YOUR TASK — In the article on forever chemicals in Frisco's drinking water, what combined level of PFOA and PFOS does the EPA recommend drinking water not exceed?

SELECTED EXTRACT —
*** Begin section ***

Read the full article by Kati Weis (CBS4)

FRISCO, Colo. (CBS4) – CBS4 Investigates analysis of public testing data has found levels of perfluoroalkyl substances – commonly known as forever chemicals – in Frisco’s drinking water would be considered too high in Vermont, Massachusetts, and New York. The levels would also trigger further testing requirements in Michigan.

PFAS are referred to as forever chemicals, because they do not break down in the environment, and they can build up in the body over time. The EPA says exposure to two types of PFAS chemicals – PFOA and PFOS – can cause birth defects, cancer, and thyroid issues, among other health problems.

Jessica Johnson, who lives and works in Frisco, said she was unaware of the elevated levels.

‘I was pretty shocked, honestly, to learn that the forever chemicals were in our water,’ Johnson said. ‘It’s concerning for me; thyroid issues run in my family, so I don’t really want to do anything that would exacerbate that, because I’m sure it’s probably looming on the horizon for me anyway.’

The Findings 

While there is no federal legal limit, the EPA recommends drinking water not have more than 70 parts per trillion of PFOA and PFOS combined, but some states say that’s not good enough, setting more stringent legal limits.

*** End section ***

DATASET CONTENT —
*** Begin section ***

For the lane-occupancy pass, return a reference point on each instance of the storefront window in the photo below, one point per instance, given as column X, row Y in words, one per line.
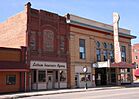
column 41, row 76
column 62, row 76
column 11, row 79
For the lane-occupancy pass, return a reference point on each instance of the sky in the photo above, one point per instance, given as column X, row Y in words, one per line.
column 99, row 10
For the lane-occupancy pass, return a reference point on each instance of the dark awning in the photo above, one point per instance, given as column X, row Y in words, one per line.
column 122, row 65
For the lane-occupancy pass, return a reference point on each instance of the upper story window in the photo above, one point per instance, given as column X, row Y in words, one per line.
column 11, row 79
column 137, row 66
column 123, row 53
column 62, row 44
column 32, row 41
column 82, row 48
column 105, row 55
column 111, row 46
column 48, row 41
column 98, row 54
column 111, row 52
column 105, row 45
column 136, row 57
column 136, row 51
column 98, row 44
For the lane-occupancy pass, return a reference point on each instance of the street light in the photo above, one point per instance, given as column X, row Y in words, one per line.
column 85, row 71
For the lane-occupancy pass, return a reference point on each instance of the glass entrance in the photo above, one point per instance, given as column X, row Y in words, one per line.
column 50, row 81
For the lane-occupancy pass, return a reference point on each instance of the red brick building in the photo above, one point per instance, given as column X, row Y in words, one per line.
column 45, row 35
column 13, row 70
column 135, row 59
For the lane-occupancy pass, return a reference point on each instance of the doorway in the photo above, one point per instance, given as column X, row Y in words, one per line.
column 50, row 81
column 100, row 76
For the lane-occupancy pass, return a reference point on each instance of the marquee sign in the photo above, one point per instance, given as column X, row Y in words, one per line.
column 47, row 65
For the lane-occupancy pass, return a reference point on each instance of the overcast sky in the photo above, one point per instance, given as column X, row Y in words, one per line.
column 99, row 10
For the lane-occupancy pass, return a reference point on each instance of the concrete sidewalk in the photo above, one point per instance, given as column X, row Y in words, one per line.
column 50, row 92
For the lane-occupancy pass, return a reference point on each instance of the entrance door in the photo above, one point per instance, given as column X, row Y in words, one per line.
column 100, row 76
column 50, row 81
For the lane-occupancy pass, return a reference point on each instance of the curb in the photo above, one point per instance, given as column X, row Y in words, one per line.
column 57, row 92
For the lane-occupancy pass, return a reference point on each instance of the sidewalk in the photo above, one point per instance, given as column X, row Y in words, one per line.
column 50, row 92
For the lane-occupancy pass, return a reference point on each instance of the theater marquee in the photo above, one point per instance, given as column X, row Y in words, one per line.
column 47, row 65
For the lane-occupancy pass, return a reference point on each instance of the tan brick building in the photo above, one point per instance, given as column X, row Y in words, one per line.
column 91, row 45
column 45, row 34
column 13, row 70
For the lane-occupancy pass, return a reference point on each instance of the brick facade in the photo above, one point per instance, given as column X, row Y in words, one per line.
column 135, row 60
column 12, row 63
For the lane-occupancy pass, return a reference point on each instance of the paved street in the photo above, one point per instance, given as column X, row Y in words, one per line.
column 124, row 93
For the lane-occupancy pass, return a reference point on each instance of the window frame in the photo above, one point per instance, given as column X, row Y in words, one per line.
column 9, row 82
column 82, row 50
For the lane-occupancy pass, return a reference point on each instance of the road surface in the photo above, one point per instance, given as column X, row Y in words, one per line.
column 123, row 93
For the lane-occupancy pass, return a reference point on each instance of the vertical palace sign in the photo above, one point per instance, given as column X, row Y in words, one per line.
column 117, row 51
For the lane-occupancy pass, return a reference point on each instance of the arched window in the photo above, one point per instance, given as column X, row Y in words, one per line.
column 98, row 44
column 48, row 40
column 105, row 45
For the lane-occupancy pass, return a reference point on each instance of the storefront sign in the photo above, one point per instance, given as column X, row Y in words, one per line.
column 47, row 65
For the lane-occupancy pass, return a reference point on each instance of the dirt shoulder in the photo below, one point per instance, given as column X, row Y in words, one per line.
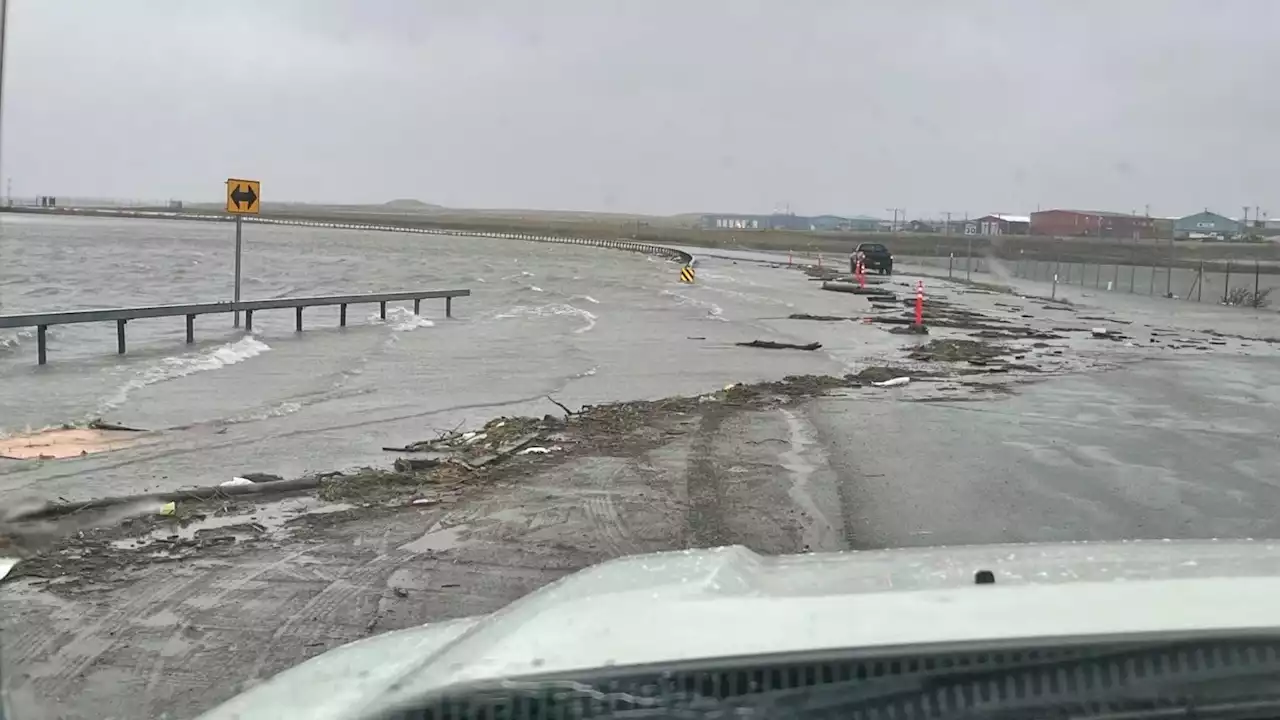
column 188, row 604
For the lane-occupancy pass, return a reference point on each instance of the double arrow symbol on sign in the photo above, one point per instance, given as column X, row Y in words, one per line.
column 243, row 196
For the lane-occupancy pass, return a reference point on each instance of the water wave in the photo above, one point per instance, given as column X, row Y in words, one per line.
column 713, row 311
column 183, row 365
column 401, row 319
column 552, row 310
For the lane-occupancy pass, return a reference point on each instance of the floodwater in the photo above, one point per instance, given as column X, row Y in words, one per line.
column 580, row 324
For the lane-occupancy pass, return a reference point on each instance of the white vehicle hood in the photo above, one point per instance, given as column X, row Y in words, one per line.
column 723, row 602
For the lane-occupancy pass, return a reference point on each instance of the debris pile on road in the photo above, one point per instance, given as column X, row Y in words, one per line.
column 858, row 290
column 823, row 318
column 958, row 350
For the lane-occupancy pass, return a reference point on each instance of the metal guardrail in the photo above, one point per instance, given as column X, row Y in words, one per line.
column 122, row 315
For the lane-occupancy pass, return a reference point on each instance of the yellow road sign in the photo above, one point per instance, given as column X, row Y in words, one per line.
column 242, row 196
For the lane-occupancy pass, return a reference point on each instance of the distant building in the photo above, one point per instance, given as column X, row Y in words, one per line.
column 1000, row 223
column 1205, row 224
column 1092, row 223
column 789, row 222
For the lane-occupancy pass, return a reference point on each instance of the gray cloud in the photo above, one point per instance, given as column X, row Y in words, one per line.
column 661, row 106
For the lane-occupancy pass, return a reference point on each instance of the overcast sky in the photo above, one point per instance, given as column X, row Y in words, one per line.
column 653, row 105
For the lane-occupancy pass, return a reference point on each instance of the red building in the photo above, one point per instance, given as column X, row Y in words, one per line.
column 1092, row 223
column 1000, row 223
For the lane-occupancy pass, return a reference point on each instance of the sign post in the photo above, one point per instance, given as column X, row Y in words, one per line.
column 242, row 199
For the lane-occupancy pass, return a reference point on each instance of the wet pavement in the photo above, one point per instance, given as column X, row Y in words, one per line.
column 1165, row 432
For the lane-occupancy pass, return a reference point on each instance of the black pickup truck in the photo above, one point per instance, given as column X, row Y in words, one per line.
column 874, row 256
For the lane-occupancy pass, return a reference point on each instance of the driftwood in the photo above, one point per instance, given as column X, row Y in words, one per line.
column 501, row 452
column 415, row 464
column 771, row 345
column 858, row 290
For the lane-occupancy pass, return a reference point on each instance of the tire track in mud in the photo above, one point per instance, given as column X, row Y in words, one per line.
column 319, row 610
column 704, row 522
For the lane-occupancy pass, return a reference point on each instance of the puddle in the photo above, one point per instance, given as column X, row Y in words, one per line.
column 437, row 540
column 268, row 518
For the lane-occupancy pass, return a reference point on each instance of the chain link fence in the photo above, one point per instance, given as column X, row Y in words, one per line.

*** End section ***

SOLUTION FOR THIS TASK — 70 parts per trillion